• AIM OF THE EXERCISE
Retype each of the entries below line for line, with no change to any word, number, or symbol.

Data listing:
>> start

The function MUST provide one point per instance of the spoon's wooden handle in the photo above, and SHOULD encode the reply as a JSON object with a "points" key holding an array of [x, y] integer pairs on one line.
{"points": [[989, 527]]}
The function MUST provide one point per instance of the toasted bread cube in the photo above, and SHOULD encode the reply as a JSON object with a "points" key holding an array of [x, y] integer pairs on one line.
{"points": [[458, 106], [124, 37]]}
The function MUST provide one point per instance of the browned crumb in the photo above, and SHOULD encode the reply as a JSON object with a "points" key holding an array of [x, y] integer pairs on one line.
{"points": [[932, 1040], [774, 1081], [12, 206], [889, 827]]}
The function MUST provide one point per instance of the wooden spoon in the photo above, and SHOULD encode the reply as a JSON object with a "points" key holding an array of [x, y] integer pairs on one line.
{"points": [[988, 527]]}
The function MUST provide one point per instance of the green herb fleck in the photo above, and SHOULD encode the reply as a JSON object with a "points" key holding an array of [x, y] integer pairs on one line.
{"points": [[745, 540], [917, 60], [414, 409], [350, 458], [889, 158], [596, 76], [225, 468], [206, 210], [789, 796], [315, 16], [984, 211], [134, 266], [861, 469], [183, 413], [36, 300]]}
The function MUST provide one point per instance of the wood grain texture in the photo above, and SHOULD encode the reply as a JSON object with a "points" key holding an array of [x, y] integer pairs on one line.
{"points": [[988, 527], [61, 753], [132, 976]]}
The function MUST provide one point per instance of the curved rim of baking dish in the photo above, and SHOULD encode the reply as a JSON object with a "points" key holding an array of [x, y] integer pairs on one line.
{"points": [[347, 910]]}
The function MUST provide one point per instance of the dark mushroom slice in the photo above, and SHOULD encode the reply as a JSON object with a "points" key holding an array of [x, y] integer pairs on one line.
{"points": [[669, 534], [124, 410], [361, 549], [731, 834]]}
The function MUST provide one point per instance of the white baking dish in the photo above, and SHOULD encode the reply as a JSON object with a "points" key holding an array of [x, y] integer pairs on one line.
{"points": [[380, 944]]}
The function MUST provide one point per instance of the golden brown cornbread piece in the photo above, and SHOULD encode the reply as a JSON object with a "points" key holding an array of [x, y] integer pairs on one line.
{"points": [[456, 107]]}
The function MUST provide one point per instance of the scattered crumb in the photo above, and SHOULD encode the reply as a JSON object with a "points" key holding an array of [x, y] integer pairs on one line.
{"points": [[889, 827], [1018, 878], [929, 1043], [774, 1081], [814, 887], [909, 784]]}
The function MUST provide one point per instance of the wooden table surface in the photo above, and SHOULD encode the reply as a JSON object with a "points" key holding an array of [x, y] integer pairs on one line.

>> end

• RESULT OF THE EXERCISE
The function MUST provide one point per instance of the spoon's wooden handle in the photo above, and SHOULD encode the reply as a JSON object with a "points" key holding an array of [x, y] integer pairs on one line.
{"points": [[989, 527]]}
The function MUST provide one point per instance of the toasted bread cube in the photo above, and SHOULD encode the reply as a JSON object with a "points" key holding an array of [x, y] integer pairs on one line.
{"points": [[458, 106], [124, 37]]}
The function MUST provide one point per instance of the browned crumb in the photo above, and SHOULD encode the reply as a JSON object with a "points" key holding an array of [x, y] integer pairs on one line.
{"points": [[932, 1040], [774, 1081], [12, 206], [889, 827]]}
The function MUST provide one point per instance of the wooden spoon in the photo above, and SHOULD encode the reply as a JSON object with a "points" key holding an array of [x, y] integer pairs on one line.
{"points": [[988, 527]]}
The function MUST provide one point per instance of the green herb fleck in the photo above, and SHOULD encode the reply as a JSON object with a "points" key holding an array of [x, y] integer pairs on one line.
{"points": [[745, 540], [917, 60], [414, 409], [350, 458], [889, 158], [596, 76], [225, 468], [206, 210], [789, 796], [315, 16], [984, 211], [134, 266], [861, 469], [183, 413], [36, 300]]}
The function MUST provide one point per instance of the wood grain texture in the photo above, and SHOULD encode the reply as a JSON object with a "points" key holding an array of [x, y] integer pairs on one line.
{"points": [[988, 527], [61, 753], [132, 976]]}
The function MUST provide one point per instance of the curved rim of baking dish in the photo above, and SHOULD encode the reply as a JSON object with a "points" key holding an array of [x, y] integer pairs on one line.
{"points": [[347, 910]]}
The function MUST provide one point per instance of the dark mushroom slice in the photo above, and SHOULD encode the reply as a JSON object with a "points" key holding an array of [x, y] integer pairs on one line.
{"points": [[669, 534], [124, 410], [361, 549], [731, 834]]}
The function MUST provide one point per instance of the white baking dish in the photo above, and SHOULD encode the reply as a JSON object with a "points" key holding an array of [x, y] integer pairs on one line.
{"points": [[380, 944]]}
The function MUST provide one point per instance of the golden brown cornbread piece in the photo above, and SHOULD encode the reply as a JSON object with a "points" key holding an array of [x, y] integer pairs on one line.
{"points": [[456, 107]]}
The function MUST provide one point per instance of the scattered crumb in the photo above, and SHOULD encode the reply as a JSON object with a "points" key holding an array of [x, y] integer pairs on one line.
{"points": [[889, 827], [1018, 878], [929, 1043], [774, 1081], [814, 887], [909, 784]]}
The function MUST provide one point per instance of the wooden table surface in the photo above, and SHOULD encode the reply as a JSON object with a "points" key holding an array of [x, y] integer pairs on one line.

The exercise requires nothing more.